■ The problem ■
Write back every record verbatim.
=== Section Start ===
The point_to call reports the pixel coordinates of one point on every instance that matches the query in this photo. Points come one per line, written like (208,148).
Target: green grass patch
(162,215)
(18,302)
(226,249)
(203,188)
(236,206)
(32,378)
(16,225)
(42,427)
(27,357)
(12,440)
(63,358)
=== Section End ===
■ Answer to the exercise ■
The point_to call reports the pixel coordinates of one point on every instance that matches the query in this photo. Points come one per line, written like (208,148).
Target: green grass patch
(162,215)
(18,302)
(226,249)
(203,188)
(236,206)
(32,378)
(16,225)
(42,427)
(27,357)
(12,440)
(63,358)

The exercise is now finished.